● Stated task
Rewrite every line of the material below as a numbered list, dropping any blank lines and leaving the pictures out.

(Pointing entries for named objects)
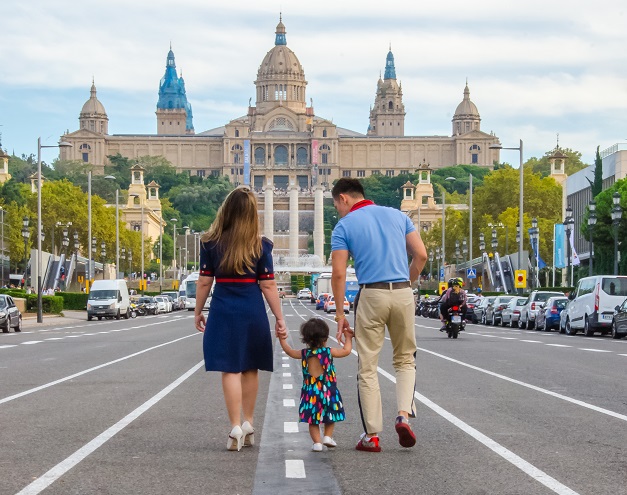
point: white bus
(189, 287)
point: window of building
(260, 158)
(301, 156)
(280, 155)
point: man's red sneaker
(368, 444)
(406, 437)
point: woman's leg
(249, 386)
(232, 389)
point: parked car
(593, 304)
(493, 312)
(530, 310)
(331, 305)
(470, 312)
(480, 308)
(511, 313)
(304, 294)
(322, 298)
(548, 317)
(619, 323)
(10, 315)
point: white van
(591, 306)
(108, 298)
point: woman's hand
(199, 322)
(280, 329)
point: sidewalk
(30, 319)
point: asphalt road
(125, 407)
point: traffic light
(520, 279)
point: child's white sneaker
(329, 442)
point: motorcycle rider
(453, 296)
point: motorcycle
(455, 323)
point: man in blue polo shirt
(379, 240)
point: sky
(535, 69)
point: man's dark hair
(349, 186)
(314, 332)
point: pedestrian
(237, 339)
(320, 399)
(379, 240)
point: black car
(619, 323)
(10, 315)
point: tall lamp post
(62, 144)
(520, 200)
(592, 220)
(569, 223)
(535, 235)
(617, 214)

● Response below
1. point: white bus
2. (189, 287)
3. point: window of building
4. (260, 158)
5. (301, 156)
6. (280, 155)
7. point: man's red sneaker
8. (368, 444)
9. (406, 437)
10. point: woman's leg
11. (249, 386)
12. (232, 389)
13. point: parked car
14. (593, 304)
15. (493, 312)
16. (530, 310)
17. (331, 305)
18. (470, 312)
19. (480, 308)
20. (511, 313)
21. (304, 294)
22. (322, 298)
23. (548, 317)
24. (619, 323)
25. (10, 315)
26. point: white van
27. (591, 306)
28. (108, 298)
29. point: woman's hand
30. (199, 322)
31. (280, 329)
32. point: sidewalk
33. (30, 319)
34. point: asphalt road
35. (125, 407)
36. point: traffic light
37. (520, 279)
38. point: child's white sneaker
39. (329, 442)
40. point: motorcycle rider
41. (453, 296)
42. point: motorcycle
43. (455, 323)
44. point: man in blue polo shirt
45. (379, 240)
46. point: sky
47. (535, 69)
48. point: man's dark hair
49. (349, 186)
50. (314, 332)
51. point: pedestrian
52. (237, 339)
53. (320, 399)
54. (379, 240)
55. point: black car
56. (619, 323)
57. (10, 315)
58. point: tall lamp post
59. (62, 144)
60. (520, 200)
61. (592, 220)
62. (569, 223)
63. (535, 235)
64. (617, 214)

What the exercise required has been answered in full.